_EXERCISE GOAL_. Nothing but the lines from the one containing "Target: white airliner" through the last line of the entries should appear in the output, each verbatim.

[Opening THE INPUT section]

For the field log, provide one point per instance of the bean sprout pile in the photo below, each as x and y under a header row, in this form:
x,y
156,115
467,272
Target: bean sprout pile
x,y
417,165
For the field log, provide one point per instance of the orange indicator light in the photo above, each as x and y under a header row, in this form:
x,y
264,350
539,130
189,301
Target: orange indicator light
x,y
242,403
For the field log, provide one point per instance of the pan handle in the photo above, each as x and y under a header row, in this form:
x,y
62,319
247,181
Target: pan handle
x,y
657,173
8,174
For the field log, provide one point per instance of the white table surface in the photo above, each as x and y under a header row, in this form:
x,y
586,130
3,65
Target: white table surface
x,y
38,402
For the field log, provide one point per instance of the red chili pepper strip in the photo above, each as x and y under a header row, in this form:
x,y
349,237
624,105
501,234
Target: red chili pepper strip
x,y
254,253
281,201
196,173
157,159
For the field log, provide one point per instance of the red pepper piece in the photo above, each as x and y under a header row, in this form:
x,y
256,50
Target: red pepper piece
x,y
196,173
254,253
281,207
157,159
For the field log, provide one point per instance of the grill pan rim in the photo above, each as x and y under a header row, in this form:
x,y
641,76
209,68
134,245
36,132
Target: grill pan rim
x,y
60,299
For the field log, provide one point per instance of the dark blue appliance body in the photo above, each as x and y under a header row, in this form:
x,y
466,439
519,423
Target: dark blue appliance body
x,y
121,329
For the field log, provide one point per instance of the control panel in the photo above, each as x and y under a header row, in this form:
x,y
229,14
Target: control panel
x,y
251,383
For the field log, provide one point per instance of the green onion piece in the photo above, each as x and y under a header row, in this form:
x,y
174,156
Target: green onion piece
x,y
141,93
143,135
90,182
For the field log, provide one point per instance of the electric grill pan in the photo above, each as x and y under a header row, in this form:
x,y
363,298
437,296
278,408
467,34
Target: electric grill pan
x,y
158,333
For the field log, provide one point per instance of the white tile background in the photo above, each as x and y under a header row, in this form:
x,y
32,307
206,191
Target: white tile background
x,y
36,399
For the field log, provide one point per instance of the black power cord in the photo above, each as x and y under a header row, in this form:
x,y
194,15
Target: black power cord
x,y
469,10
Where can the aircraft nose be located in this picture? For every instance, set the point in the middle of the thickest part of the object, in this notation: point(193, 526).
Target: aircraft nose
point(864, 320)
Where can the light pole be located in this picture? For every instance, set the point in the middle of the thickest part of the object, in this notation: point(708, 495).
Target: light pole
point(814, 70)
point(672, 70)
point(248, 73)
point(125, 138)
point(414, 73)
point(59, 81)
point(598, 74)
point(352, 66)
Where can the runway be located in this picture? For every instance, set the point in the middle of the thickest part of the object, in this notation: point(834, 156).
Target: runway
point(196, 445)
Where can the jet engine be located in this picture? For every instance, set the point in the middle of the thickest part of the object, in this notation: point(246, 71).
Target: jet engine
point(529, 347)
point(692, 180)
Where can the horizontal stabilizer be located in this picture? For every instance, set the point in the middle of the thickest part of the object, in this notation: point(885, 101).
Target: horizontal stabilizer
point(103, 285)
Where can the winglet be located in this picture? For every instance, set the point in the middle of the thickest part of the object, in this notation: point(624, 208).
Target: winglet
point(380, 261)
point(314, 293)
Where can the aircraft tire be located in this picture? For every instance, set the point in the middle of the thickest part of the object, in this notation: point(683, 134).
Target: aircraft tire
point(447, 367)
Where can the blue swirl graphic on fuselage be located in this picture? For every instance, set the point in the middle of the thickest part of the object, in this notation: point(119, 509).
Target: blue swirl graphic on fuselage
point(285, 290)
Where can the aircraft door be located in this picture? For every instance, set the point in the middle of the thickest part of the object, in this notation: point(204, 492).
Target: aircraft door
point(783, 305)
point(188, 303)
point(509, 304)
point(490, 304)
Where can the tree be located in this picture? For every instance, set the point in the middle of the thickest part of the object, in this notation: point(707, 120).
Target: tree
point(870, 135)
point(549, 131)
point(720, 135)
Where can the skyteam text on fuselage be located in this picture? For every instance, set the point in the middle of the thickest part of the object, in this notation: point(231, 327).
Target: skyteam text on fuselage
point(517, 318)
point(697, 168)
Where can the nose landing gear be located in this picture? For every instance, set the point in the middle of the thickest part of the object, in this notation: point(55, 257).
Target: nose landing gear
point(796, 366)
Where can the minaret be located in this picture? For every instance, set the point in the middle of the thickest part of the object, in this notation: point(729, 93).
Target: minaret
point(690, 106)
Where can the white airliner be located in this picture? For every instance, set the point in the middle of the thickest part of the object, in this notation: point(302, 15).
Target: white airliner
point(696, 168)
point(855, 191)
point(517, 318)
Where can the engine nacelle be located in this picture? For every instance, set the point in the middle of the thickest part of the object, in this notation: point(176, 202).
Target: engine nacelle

[Closing THE INPUT section]

_RESULT_.
Target: white airliner
point(696, 168)
point(855, 191)
point(517, 318)
Where can the engine nacelle be located in this picture? For every instance, set the point in the middle of the thickest part of the object, in this notation: point(176, 202).
Target: engine nacelle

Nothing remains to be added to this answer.